▶ Exercise aim
Everything from the line containing "One marker for each instance of the white flower." to the final line of the records below should be given again exactly, and nothing else.

▶ Material
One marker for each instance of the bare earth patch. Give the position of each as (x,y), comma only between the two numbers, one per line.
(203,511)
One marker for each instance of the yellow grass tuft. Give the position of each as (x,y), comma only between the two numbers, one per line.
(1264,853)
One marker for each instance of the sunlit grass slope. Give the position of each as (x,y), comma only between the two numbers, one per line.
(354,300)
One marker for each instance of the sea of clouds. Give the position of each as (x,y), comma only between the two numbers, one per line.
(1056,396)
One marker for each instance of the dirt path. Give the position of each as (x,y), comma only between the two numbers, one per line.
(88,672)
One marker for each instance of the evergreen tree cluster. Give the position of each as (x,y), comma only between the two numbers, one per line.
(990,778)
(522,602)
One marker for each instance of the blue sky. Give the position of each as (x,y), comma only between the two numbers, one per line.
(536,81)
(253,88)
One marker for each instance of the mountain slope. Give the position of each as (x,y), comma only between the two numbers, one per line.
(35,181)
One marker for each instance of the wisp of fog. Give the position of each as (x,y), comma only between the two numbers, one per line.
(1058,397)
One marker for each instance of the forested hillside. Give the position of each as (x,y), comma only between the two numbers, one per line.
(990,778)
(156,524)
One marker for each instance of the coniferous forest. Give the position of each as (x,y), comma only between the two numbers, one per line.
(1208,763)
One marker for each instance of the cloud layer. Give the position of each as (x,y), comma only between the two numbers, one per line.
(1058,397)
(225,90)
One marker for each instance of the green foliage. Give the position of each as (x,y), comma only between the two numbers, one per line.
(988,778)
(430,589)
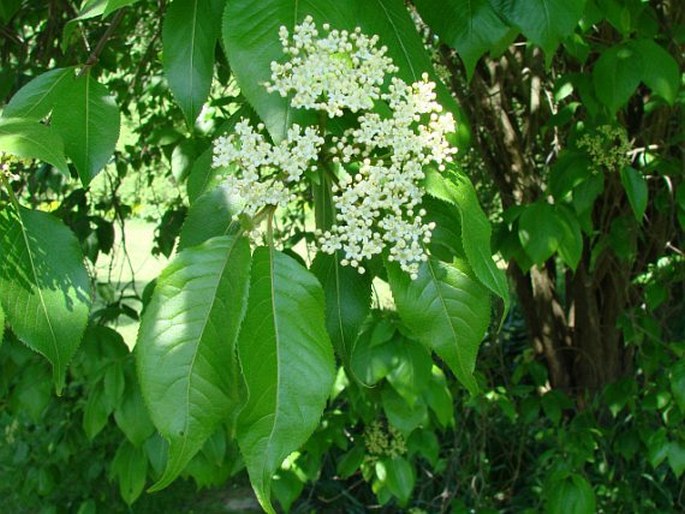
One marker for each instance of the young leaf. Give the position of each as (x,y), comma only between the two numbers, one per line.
(31,140)
(88,120)
(44,286)
(189,35)
(544,22)
(447,310)
(348,301)
(475,230)
(186,346)
(616,74)
(636,189)
(470,27)
(287,363)
(37,98)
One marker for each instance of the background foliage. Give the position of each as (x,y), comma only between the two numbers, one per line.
(571,130)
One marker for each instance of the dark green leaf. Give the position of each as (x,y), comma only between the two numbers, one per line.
(287,363)
(186,346)
(616,74)
(447,310)
(475,230)
(37,98)
(540,231)
(189,35)
(544,22)
(636,189)
(44,286)
(30,140)
(660,70)
(470,27)
(129,468)
(348,301)
(88,120)
(400,478)
(210,216)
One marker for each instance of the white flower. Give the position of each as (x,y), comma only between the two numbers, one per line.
(340,71)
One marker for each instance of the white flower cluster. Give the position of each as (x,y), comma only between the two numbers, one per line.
(264,173)
(340,71)
(376,208)
(381,160)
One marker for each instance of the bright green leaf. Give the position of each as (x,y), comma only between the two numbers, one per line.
(44,286)
(636,189)
(88,120)
(470,26)
(129,468)
(616,75)
(210,216)
(476,232)
(189,36)
(544,22)
(186,346)
(348,301)
(287,363)
(660,70)
(30,140)
(37,98)
(400,478)
(447,310)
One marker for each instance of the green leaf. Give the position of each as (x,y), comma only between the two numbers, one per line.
(287,363)
(573,495)
(470,27)
(189,36)
(676,457)
(37,98)
(400,478)
(475,230)
(571,242)
(348,301)
(129,468)
(210,216)
(616,74)
(678,384)
(30,140)
(544,22)
(540,231)
(186,346)
(88,120)
(447,310)
(131,416)
(44,286)
(636,188)
(660,70)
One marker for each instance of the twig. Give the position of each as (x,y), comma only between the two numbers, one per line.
(95,54)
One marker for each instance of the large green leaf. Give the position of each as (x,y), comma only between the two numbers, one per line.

▶ Final result
One marker for each instance of the white flower. Give the position of each as (x,y), comma only between the two numbers, one per line.
(340,71)
One marker for each instance of the white flower cluster. Give the position of each as (x,y), comma only between the two numbers, one per line.
(264,173)
(340,71)
(376,208)
(381,160)
One marker for each instance of the bright green leaf. Give the position of each as (x,y), comma only between the two numbers, one per line.
(44,286)
(636,189)
(88,120)
(470,26)
(129,468)
(616,75)
(210,216)
(476,232)
(189,36)
(544,22)
(186,346)
(348,301)
(287,363)
(660,70)
(30,140)
(37,98)
(400,478)
(447,310)
One marker for each instance of the green leaf. Give the position of each as (x,y), comma only between the two numbers, one per line.
(287,363)
(573,495)
(470,27)
(189,36)
(676,457)
(37,98)
(400,478)
(475,230)
(571,242)
(348,301)
(129,468)
(210,216)
(616,74)
(678,384)
(30,140)
(544,22)
(540,231)
(186,346)
(88,120)
(447,310)
(131,416)
(44,286)
(636,188)
(660,70)
One marker for each instance of the twig. Give the position of each as (x,y), comma only between the two numbers, one per line.
(95,54)
One marker for each instance of the large green leaf. Give the position of each as (x,y), comma only between the two numbers, one per line.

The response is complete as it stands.